EXERCÍCIO CURTO :: Reproduza sem nenhuma alteração o trecho dos registros abaixo que começa na linha que contém "5. Determine the location of the car" e segue até o fim dos registros, incluindo as duas pontas.

----

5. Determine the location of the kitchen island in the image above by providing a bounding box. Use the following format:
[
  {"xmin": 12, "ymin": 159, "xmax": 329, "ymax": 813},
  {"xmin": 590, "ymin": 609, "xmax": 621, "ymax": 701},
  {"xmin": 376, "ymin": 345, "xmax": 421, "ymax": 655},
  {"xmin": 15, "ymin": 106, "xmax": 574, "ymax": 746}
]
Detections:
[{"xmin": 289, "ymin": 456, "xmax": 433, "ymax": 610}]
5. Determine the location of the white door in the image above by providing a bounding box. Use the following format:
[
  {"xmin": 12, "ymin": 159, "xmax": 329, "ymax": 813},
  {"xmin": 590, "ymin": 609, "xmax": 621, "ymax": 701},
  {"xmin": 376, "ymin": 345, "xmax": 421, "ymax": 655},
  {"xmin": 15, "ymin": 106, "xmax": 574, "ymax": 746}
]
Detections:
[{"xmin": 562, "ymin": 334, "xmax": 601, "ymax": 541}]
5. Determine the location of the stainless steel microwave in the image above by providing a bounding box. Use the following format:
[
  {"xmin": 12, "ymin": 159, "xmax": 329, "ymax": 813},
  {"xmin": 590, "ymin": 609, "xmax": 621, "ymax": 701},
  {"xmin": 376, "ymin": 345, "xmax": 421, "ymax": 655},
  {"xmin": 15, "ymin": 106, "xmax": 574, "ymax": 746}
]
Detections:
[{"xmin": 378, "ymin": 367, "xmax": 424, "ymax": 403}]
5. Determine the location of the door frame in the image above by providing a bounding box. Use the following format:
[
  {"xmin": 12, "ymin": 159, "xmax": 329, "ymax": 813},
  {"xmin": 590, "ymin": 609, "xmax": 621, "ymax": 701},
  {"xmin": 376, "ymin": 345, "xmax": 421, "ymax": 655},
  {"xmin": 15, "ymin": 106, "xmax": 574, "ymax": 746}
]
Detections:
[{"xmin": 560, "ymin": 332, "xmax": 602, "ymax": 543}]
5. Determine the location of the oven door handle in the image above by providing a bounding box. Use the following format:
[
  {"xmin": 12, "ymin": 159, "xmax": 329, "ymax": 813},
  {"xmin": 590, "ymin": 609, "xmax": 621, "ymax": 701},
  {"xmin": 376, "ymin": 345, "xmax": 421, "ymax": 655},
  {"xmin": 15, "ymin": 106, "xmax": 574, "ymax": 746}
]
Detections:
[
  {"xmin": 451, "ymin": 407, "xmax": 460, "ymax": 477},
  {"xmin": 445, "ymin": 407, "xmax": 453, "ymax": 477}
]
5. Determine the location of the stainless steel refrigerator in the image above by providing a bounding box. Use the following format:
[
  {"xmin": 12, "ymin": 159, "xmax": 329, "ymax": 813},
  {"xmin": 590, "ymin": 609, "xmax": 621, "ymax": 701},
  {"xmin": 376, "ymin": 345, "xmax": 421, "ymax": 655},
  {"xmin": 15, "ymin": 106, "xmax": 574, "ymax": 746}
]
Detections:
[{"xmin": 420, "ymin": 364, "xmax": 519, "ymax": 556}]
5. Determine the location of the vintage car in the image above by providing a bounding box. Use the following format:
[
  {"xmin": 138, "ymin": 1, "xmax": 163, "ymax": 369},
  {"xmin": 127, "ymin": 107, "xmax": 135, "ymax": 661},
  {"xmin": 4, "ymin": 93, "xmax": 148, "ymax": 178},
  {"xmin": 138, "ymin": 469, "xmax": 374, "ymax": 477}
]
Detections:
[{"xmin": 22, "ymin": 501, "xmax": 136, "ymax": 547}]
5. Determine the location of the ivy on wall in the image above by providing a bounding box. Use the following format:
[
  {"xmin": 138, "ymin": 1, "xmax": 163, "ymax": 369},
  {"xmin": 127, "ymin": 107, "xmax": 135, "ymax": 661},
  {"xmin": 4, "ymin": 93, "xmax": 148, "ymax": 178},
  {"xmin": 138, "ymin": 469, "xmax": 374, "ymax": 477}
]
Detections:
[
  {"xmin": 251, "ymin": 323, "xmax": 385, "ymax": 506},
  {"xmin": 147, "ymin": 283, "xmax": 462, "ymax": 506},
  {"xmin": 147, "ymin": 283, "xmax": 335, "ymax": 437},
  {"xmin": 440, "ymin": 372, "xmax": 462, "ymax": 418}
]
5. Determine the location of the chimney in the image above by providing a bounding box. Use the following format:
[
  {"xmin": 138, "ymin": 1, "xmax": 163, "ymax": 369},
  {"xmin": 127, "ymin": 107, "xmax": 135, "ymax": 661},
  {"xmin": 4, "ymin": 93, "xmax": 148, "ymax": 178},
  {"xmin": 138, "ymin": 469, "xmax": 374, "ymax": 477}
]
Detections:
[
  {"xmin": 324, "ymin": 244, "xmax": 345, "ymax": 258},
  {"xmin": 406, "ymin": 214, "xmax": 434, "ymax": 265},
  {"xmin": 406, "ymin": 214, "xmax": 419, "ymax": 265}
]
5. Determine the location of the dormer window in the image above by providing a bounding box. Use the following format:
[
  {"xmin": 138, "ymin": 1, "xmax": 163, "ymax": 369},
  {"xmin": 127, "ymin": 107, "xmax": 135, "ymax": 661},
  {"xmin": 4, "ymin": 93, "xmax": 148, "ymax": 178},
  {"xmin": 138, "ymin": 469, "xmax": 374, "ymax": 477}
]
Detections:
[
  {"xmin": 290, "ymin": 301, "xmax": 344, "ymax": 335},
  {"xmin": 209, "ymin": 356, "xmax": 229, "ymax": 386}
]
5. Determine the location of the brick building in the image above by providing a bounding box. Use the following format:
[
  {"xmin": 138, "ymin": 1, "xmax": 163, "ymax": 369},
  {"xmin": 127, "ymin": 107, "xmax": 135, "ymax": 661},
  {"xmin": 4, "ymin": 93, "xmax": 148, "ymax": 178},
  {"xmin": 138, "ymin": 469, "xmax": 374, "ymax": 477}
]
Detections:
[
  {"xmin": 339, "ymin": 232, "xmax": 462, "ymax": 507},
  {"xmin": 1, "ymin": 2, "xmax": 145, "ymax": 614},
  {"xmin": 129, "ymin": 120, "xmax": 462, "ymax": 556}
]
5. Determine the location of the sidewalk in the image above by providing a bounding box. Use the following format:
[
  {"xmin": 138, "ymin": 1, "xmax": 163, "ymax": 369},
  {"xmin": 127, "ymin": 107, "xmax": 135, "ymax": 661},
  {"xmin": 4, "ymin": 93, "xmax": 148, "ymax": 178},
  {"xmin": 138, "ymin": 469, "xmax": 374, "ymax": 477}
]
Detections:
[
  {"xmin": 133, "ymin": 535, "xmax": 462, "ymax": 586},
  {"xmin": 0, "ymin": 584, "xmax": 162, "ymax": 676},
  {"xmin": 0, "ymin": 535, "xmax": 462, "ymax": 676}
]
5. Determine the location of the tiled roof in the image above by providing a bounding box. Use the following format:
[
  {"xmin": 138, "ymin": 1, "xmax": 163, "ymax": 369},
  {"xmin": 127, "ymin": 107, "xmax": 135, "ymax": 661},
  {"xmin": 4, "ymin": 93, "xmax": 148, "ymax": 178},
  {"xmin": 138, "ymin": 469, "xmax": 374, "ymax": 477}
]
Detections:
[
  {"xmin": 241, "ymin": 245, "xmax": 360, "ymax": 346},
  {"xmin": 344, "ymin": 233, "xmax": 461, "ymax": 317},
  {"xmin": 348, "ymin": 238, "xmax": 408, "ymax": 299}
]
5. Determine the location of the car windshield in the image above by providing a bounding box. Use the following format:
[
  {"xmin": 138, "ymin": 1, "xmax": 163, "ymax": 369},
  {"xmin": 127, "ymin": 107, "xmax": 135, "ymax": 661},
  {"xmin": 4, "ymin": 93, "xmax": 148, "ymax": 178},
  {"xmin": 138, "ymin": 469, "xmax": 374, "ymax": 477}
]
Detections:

----

RESULTADO FINAL ::
5. Determine the location of the car windshield in the image above by providing a bounding box. Use the following format:
[
  {"xmin": 138, "ymin": 1, "xmax": 163, "ymax": 369},
  {"xmin": 127, "ymin": 107, "xmax": 135, "ymax": 661},
  {"xmin": 4, "ymin": 93, "xmax": 148, "ymax": 178},
  {"xmin": 138, "ymin": 469, "xmax": 374, "ymax": 477}
]
Detections:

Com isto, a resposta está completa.